WRITTEN INSTRUCTION – Collect every line in the items below that contains the word "green". Case counts.
-*-
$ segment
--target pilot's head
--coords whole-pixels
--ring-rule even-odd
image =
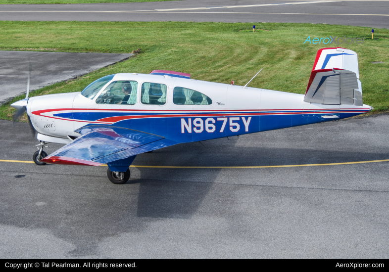
[[[122,86],[122,91],[126,94],[131,92],[131,85],[130,84],[125,84]]]

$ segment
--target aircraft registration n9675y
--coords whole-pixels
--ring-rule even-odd
[[[362,103],[356,53],[319,50],[305,95],[191,79],[183,73],[116,74],[81,92],[26,98],[38,132],[39,165],[107,164],[114,183],[136,155],[183,142],[339,120],[372,109]],[[66,143],[47,156],[48,142]]]

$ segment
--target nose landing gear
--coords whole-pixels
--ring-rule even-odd
[[[45,165],[46,164],[45,162],[41,162],[41,160],[48,156],[47,153],[43,151],[44,147],[49,147],[49,146],[46,145],[47,143],[48,143],[43,141],[39,141],[39,144],[35,146],[39,150],[34,153],[33,159],[34,160],[34,162],[38,165]]]
[[[107,170],[108,179],[113,184],[124,184],[130,179],[130,169],[127,169],[125,172],[111,171],[109,168]]]

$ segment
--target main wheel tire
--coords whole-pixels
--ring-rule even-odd
[[[127,169],[125,172],[119,172],[118,174],[124,173],[124,176],[123,177],[123,180],[120,179],[120,177],[118,177],[114,172],[111,171],[109,168],[107,170],[107,176],[109,181],[113,184],[124,184],[128,181],[130,179],[130,169]]]
[[[34,155],[33,155],[34,162],[35,162],[35,164],[37,164],[38,165],[45,165],[46,164],[46,163],[45,162],[41,162],[41,160],[47,157],[48,154],[44,151],[42,150],[42,152],[41,153],[41,157],[38,158],[38,156],[39,156],[39,150],[38,150],[37,152],[34,153]]]

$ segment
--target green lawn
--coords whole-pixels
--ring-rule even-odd
[[[0,4],[80,4],[87,3],[130,3],[179,0],[0,0]]]
[[[80,91],[98,78],[116,73],[148,73],[163,69],[191,74],[201,80],[304,93],[316,52],[332,45],[303,44],[308,36],[366,38],[345,47],[358,53],[363,102],[374,112],[389,109],[389,30],[313,24],[193,22],[0,21],[0,50],[128,53],[136,57],[31,95]],[[368,39],[370,37],[370,39]],[[343,46],[340,46],[343,47]],[[371,62],[381,61],[384,64]],[[16,97],[13,101],[24,98]],[[0,107],[0,118],[13,109]]]

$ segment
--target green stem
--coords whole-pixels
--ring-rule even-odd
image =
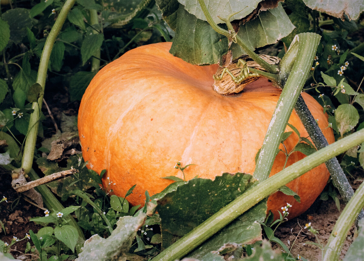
-*-
FULL ANSWER –
--target green lawn
--target green stem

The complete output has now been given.